*** Block opens ***

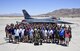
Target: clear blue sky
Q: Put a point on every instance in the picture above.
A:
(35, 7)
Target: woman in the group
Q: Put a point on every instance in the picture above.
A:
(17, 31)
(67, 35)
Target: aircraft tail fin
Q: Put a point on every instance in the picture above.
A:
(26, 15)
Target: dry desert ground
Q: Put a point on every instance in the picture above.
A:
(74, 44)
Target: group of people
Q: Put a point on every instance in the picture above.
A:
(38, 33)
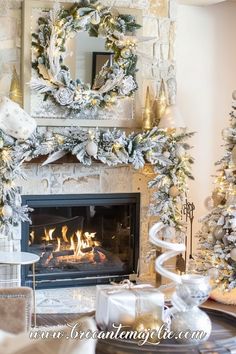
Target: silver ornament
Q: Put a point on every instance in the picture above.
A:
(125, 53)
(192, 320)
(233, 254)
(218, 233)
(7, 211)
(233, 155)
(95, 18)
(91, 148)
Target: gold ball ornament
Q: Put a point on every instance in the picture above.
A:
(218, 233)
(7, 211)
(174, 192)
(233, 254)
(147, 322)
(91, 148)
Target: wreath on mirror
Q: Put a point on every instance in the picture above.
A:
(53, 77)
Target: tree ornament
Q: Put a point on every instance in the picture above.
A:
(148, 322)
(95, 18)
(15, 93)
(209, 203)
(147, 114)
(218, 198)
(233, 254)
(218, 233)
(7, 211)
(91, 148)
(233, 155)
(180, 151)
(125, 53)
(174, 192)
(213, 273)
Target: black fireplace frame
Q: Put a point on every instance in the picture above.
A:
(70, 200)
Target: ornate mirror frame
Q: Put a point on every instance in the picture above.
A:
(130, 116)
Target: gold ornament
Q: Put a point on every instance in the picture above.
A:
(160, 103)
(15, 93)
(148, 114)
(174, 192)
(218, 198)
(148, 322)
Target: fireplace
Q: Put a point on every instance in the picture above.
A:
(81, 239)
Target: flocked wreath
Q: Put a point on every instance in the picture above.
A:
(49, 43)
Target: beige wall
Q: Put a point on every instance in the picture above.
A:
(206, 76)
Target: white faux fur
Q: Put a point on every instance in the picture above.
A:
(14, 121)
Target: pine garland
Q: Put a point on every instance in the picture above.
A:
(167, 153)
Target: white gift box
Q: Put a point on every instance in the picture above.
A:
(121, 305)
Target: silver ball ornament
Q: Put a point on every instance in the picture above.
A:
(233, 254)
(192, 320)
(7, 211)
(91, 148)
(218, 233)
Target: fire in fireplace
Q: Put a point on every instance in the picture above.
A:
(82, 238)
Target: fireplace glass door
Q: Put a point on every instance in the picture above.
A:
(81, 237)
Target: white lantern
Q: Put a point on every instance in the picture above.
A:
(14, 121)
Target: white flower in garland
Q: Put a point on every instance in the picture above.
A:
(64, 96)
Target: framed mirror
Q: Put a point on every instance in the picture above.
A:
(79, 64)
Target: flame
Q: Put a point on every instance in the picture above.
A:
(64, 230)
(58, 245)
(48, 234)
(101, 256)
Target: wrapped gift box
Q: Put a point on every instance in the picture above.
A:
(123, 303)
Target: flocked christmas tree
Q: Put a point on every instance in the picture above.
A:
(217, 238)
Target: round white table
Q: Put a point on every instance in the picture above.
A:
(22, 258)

*** Block closes ***
*** Block opens ***

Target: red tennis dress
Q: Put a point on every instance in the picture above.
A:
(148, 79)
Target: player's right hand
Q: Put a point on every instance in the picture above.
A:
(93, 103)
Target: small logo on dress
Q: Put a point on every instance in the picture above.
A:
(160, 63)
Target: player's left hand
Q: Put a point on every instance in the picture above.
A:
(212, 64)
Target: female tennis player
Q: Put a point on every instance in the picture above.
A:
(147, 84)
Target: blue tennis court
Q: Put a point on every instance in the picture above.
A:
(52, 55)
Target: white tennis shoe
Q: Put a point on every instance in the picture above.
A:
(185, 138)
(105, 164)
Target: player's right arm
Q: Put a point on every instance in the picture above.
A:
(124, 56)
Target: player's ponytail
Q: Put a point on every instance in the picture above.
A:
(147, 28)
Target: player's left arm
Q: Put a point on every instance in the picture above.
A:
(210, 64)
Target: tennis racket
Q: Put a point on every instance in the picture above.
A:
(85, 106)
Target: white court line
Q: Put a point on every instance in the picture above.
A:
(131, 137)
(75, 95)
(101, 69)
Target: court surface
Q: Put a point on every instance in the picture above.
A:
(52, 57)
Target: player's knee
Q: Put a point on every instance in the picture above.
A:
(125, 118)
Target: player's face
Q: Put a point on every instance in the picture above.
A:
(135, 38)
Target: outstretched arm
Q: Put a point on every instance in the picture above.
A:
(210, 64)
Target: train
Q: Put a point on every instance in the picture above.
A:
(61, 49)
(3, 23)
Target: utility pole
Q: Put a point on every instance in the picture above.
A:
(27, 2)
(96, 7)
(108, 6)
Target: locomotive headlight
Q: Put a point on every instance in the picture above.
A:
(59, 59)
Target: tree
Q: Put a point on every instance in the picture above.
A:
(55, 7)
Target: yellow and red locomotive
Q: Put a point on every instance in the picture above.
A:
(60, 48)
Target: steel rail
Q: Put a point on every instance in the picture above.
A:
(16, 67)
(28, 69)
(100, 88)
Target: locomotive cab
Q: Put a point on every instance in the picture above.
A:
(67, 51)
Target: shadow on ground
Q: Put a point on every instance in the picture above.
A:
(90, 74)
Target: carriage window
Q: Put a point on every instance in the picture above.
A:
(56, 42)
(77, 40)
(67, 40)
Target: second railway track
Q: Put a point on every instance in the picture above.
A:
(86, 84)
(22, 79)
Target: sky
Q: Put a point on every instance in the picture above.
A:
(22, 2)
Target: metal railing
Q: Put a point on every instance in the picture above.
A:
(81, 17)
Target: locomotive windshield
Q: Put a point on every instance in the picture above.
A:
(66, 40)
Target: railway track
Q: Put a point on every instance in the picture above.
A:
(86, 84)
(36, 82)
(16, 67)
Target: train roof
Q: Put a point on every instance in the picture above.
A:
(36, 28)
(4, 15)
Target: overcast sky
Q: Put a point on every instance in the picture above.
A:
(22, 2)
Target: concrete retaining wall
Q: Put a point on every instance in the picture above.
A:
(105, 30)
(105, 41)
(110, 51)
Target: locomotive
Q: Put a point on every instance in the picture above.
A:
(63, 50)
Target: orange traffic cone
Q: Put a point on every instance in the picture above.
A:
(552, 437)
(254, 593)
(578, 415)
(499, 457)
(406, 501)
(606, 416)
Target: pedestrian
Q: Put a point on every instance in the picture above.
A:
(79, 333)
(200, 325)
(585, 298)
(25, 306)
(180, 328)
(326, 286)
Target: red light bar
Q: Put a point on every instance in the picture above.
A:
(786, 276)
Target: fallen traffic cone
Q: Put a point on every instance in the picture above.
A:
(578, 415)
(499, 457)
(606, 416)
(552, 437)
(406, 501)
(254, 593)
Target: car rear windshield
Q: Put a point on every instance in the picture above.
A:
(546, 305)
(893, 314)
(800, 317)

*** Block closes ***

* Exercise directions
Could you return the lines in the entries above that contain "railway"?

* Result of the task
Target: second railway track
Target: railway track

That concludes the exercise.